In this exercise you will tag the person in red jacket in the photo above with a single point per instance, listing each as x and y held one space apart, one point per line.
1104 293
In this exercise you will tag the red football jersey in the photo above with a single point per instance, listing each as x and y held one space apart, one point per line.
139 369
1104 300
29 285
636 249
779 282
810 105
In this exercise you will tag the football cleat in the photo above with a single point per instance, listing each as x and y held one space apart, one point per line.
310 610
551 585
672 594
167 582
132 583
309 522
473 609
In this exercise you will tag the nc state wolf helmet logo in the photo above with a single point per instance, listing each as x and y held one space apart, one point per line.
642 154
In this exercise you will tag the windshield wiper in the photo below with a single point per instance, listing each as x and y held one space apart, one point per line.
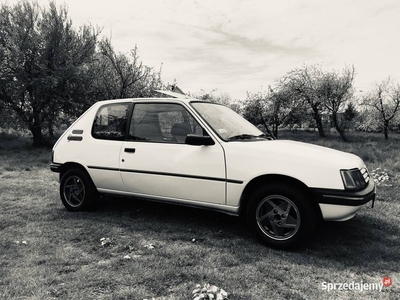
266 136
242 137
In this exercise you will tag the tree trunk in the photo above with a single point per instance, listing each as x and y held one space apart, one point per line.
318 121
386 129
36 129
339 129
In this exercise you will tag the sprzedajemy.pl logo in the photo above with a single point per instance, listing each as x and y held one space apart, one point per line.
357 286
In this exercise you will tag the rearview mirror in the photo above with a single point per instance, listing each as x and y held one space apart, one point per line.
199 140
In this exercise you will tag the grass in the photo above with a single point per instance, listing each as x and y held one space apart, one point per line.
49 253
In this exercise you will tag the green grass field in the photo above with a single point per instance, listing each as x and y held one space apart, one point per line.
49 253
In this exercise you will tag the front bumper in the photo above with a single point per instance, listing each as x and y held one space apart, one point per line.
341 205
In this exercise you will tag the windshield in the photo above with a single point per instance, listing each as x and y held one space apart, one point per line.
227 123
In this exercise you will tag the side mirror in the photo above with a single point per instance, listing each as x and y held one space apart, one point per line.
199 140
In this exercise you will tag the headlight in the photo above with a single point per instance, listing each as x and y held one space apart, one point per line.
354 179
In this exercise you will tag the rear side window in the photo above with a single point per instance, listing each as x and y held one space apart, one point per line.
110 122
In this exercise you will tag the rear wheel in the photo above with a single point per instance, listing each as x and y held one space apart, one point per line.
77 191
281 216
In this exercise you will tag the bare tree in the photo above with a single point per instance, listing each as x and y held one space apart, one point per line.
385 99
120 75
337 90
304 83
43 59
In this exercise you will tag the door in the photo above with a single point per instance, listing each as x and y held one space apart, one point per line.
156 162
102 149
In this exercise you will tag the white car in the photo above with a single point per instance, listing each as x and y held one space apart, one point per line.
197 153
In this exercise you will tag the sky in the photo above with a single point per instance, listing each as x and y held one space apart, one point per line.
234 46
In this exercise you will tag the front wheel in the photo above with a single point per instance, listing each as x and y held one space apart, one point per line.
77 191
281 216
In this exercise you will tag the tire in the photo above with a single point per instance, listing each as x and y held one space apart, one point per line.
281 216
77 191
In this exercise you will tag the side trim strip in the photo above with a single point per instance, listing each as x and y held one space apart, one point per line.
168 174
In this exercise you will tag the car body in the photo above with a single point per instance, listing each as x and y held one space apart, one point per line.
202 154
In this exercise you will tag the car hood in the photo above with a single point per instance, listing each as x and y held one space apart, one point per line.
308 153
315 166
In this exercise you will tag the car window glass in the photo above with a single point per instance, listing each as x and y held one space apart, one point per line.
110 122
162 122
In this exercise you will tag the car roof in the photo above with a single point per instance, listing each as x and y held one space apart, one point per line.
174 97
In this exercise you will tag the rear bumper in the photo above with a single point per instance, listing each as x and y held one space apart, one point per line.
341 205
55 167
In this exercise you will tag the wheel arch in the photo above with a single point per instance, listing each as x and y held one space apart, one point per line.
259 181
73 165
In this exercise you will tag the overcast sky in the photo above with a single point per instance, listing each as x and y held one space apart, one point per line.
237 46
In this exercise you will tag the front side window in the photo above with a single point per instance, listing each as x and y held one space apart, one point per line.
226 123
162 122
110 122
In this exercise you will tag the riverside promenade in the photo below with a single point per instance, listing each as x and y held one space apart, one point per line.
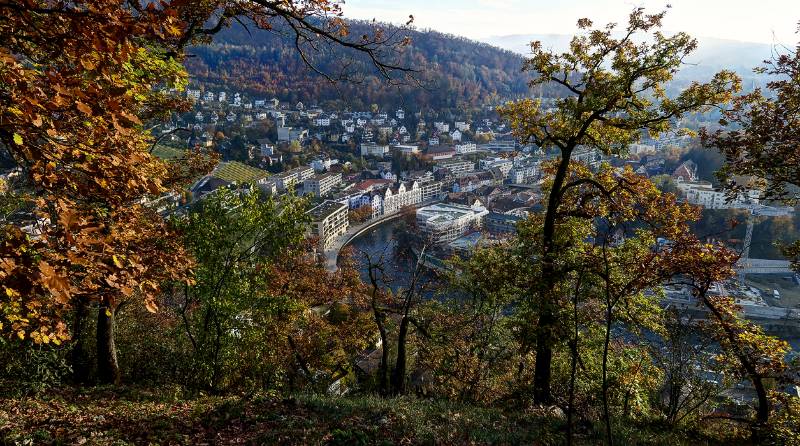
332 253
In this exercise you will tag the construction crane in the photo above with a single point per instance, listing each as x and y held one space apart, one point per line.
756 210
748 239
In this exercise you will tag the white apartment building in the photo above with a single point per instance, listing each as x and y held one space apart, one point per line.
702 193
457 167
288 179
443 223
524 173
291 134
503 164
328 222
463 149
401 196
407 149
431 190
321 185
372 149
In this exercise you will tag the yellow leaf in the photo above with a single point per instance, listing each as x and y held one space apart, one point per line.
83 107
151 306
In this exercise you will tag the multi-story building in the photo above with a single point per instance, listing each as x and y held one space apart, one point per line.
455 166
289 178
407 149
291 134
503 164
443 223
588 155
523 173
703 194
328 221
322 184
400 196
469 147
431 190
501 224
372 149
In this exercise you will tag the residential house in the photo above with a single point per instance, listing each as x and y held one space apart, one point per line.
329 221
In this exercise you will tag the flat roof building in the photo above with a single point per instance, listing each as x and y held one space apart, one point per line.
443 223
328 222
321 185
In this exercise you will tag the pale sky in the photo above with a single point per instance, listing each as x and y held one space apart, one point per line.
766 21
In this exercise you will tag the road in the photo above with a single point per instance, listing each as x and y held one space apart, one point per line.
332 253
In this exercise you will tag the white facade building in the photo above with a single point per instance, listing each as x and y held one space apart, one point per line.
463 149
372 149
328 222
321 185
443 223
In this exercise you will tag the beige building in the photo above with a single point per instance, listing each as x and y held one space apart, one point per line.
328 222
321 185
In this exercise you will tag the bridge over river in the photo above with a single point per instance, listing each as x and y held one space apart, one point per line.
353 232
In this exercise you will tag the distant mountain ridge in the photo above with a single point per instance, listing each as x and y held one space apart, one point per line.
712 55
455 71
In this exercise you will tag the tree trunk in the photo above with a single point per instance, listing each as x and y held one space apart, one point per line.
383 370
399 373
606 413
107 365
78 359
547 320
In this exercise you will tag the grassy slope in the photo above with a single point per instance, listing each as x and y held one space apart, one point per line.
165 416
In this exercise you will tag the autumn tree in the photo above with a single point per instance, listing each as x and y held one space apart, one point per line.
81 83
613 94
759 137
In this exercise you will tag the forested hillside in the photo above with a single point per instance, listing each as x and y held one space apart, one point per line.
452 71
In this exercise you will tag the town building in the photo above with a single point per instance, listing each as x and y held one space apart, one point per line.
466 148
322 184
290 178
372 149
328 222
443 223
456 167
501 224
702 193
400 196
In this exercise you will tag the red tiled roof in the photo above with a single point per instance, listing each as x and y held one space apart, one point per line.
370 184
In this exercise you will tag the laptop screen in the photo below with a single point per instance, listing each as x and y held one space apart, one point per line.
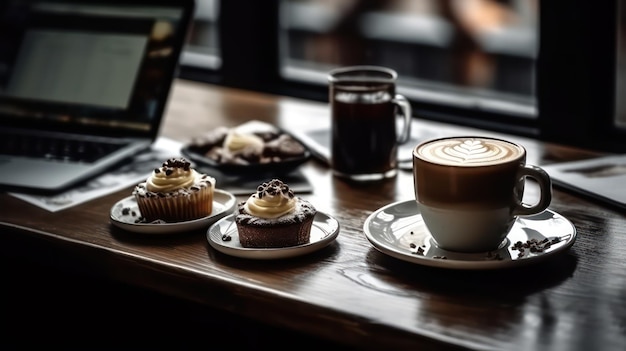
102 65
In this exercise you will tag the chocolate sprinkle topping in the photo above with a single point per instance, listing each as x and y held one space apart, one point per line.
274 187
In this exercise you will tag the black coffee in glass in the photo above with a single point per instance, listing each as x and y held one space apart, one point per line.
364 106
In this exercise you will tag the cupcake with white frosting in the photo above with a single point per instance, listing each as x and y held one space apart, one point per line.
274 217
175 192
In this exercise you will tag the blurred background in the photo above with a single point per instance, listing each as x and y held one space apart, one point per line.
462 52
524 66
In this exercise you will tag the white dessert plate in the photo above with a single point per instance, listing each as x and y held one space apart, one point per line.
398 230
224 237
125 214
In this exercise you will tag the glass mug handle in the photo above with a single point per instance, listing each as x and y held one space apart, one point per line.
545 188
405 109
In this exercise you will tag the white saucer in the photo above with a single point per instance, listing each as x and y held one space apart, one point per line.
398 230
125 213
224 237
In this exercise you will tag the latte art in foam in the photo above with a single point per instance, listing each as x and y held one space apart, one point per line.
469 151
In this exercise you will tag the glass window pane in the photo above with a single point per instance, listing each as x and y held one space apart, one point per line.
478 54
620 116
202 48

___

REQUIREMENT:
All preceding records should be duplicated verbatim, images excepted.

REPLY:
In this exercise you will tag the person in red jacket in the photo above with a single point per instance, listing each as x and y held one space apart, one point per line.
1104 293
In this exercise you will tag the red football jersey in the photo above with a single point per instance, listing each as x and y held one space apart, one point per line.
139 369
1104 300
29 285
636 249
779 282
810 105
In this exercise you will tag the football cleat in the photo above with a single point per instance, listing each as x and y held one space apart, one point per line.
310 610
551 585
672 594
167 582
132 583
309 522
473 609
In this exercise you will tag the nc state wolf helmet logo in the photo above with a single point per instance, listing each as x and y held one space apart, one point per line.
642 154
In this exercise you will tag the windshield wiper in the photo below with a single point per instance, listing each as x and y held one space apart, one point per line.
266 136
242 137
In this exercise you will tag the tree trunk in the photo above with a single point per instance, listing each as x and y held one space apart, one point per line.
318 121
386 129
36 129
339 129
In this exercise you will tag the sprzedajemy.pl logo in the photo above with a single point per instance, listing each as x and y held one space apart, one point per line.
357 286
In this exercise you will tag the rearview mirror in the photo above with a single point per instance, listing each as x and y held one space apart, one point per line.
199 140
In this exercise you will tag the grass in the photo above with a single point per instance, listing each as x and y held one space apart, one point per line.
49 253
In this exercise you will tag the green grass field in the photo above with a single point per instance, listing each as x and y held one space apart, one point per line.
49 253
In this exercise you will tag the front bumper in the photo above with a single point per instance, listing each as x and y held one space apart, one point per line.
341 205
In this exercise you will tag the windshield in the photo above with a single point per instance, listing each as x and y held one space apart, one point per line.
227 123
In this exercise you will tag the side mirror in the photo above with a single point per instance, listing each as x and y held one space apart, one point per line.
199 140
In this exercise you will tag the headlight in the photo above with a single point per instance, listing each as x and y held one space apart, one point per line.
354 179
In this exercise you will tag the rear side window in the photo above with a single point per instance, listing each as x and y held one space apart, one point per line.
110 122
In this exercise you will tag the rear wheel in the photo above with a single point per instance, listing each as x and y held one space apart, one point per line.
77 191
281 216
In this exercise you will tag the bare tree in the photo above with a single point per instance, listing each as x and y held one space apart, one point per line.
385 99
120 75
337 90
304 83
43 59
In this exercise you will tag the door in the photo above with a single point per instance, listing each as x and y held one space apart, one point per line.
156 162
102 149
In this exercise you will tag the white car in the photo above with a single point per instance, listing each as x and y held one space apart, one point per line.
197 153
In this exercise you will tag the sky in the photo above with a single point per instance, listing each as x and y held one space apart, one point per line.
234 46
In this exercise you will tag the front wheel in the photo above with a single point per instance, listing each as x and y held one space apart, one point per line.
77 191
281 216
In this exercise you will tag the tire in the photo above with a single point per instance, listing each as x and y held one space apart, one point per line.
281 216
77 191
In this exercise you will tag the side trim strip in the photo above with a single point per instance, listing each as x and y held one space apart, one point per line.
168 174
In this exercise you will tag the car body in the photo above with a single point per instance, listing each as x and y held one space apart, one point per line.
202 154
In this exercise you will tag the car hood in the photo above with a single point per instance, listing each as x and y held one space apart, one point per line.
308 153
315 166
In this exercise you will tag the car window glass in the photo above with a single point per instance, listing each as x and y held one space apart, one point per line.
110 122
162 122
In this exercise you will tag the car roof in the photo above with a single point per instance, listing each as x and y held one space apart, one point per line.
174 97
In this exercise you will tag the rear bumper in the photo above with a single point per instance, listing each as x and y held one space apart, one point per line.
341 205
55 167
In this exercise you will tag the wheel arch in the photo above with a single point per instance, listing each as x and y held one space apart, one point per line.
259 181
73 165
In this exercise you will tag the overcast sky in the photo above with a single point per instance, listing each as x and y held one space apart, one point per line.
237 46
In this exercise you will tag the front side window in the photo above with a single point per instance, listing each as x and y held one space apart, one point per line.
226 123
162 122
110 122
In this exercise you will tag the riverside promenade in the photo below with a single point per instance, listing each as x and y held one space apart, one point per line.
332 253
In this exercise you will tag the construction crane in the photo above with a single point per instance, listing each as x and y held one space apart, one point per line.
756 210
748 239
In this exercise you will tag the white apartment building in the photo above with a single point per instance, listing each as x and y held one space apart, one point per line.
702 193
457 167
288 179
443 223
524 173
291 134
503 164
328 222
463 149
401 196
407 149
431 190
321 185
372 149
In this exercise you will tag the yellow leaf in the photo above with a single point per instance, listing each as x and y held one space apart, one point per line.
83 107
151 306
In this exercise you will tag the multi-story building in the photo above with a single point per instance, listing each as x and y held one space apart, one point per line.
455 166
289 178
407 149
291 134
503 164
443 223
588 155
523 173
703 194
328 221
322 184
400 196
469 147
431 190
501 224
372 149
In this exercise you will tag the residential house in the photo above with a single point per instance, listing each as x and y held one space apart, one point per line.
329 221
In this exercise you will tag the flat roof building in the photo above with a single point per instance, listing each as x and y held one space apart, one point per line.
443 223
328 222
321 185
In this exercise you will tag the pale sky in the photo above with a single point per instance, listing each as x and y held one space apart, one point per line.
766 21
In this exercise you will tag the road in the photo above with a single point per instance, listing each as x and y held one space apart, one point per line.
332 253
In this exercise you will tag the white facade building in the photo above with a single point per instance, listing each as x and y held one space apart, one point per line.
463 149
372 149
328 222
321 185
443 223
In this exercise you will tag the beige building in the photo above with a single point per instance, listing each as x and y held one space apart, one point per line.
328 222
321 185
In this exercise you will tag the bridge over river in the photo above with a single point per instance, listing each as x and y held one space apart, one point per line.
353 232
In this exercise you will tag the distant mountain ridge in the photo above with a single point per instance, listing each as x and y held one space apart, one point per line.
712 55
455 71
In this exercise you will tag the tree trunk in the photo above with a single point per instance, listing each as x and y held one space apart, one point per line.
383 370
399 373
606 413
107 365
78 359
547 320
In this exercise you will tag the grassy slope in the photo above with a single point per instance, listing each as x and y held one space apart, one point per line.
165 416
In this exercise you will tag the autumn tree in the photo above with a single point per instance, listing each as x and y held one space apart, one point per line.
81 83
613 94
759 137
In this exercise you will tag the forested hillside in the photo above with a single point per instance, listing each as x and y held one space apart, one point per line.
452 71
In this exercise you will tag the town building in the photo above with a single point per instance, listing each as x and y held one space apart, one point per line.
466 148
322 184
290 178
372 149
328 222
443 223
456 167
501 224
702 193
400 196
In this exercise you will tag the red tiled roof in the photo above with a single point per instance, listing each as x and y held one space apart, one point per line.
370 184
In this exercise you will tag the laptop screen in the photo below with a single point per instance, listing each as x and y held one space apart, one point per line.
102 65
In this exercise you will tag the chocolate sprinkle topping in the photo above with a single point per instance, listing each as x and y held one space apart, one point per line.
274 187
In this exercise you will tag the black coffee in glass in the photo above with a single point per instance, listing each as x and y held one space apart, one point per line.
364 106
In this exercise you will tag the cupcake with white frosting in the photo above with a single point per instance, listing each as x and y held one space apart, one point per line.
274 217
175 192
In this exercise you will tag the blurred background in the photo above with a single point per instance, listing each as x and y held one space apart, one point per line.
462 52
524 66
In this exercise you will tag the white dessert plate in the photo above with a single point per instance, listing each as x and y held one space apart, one point per line.
398 230
224 237
125 214
In this exercise you will tag the glass mug handle in the photo above with a single point per instance, listing each as x and y held one space apart, one point per line.
545 188
405 109
In this exercise you will tag the white saucer in the photo above with a single point per instance, listing each as x and y held one space apart, one point per line.
398 230
125 213
224 237
In this exercise you will tag the latte art in foam in the photo above with a single point per instance, listing each as x and y held one space apart, one point per line.
469 151
In this exercise you will tag the glass window pane in the photo above with a single point per instance, listing each as x and y held one space apart, one point per line.
478 54
620 116
202 48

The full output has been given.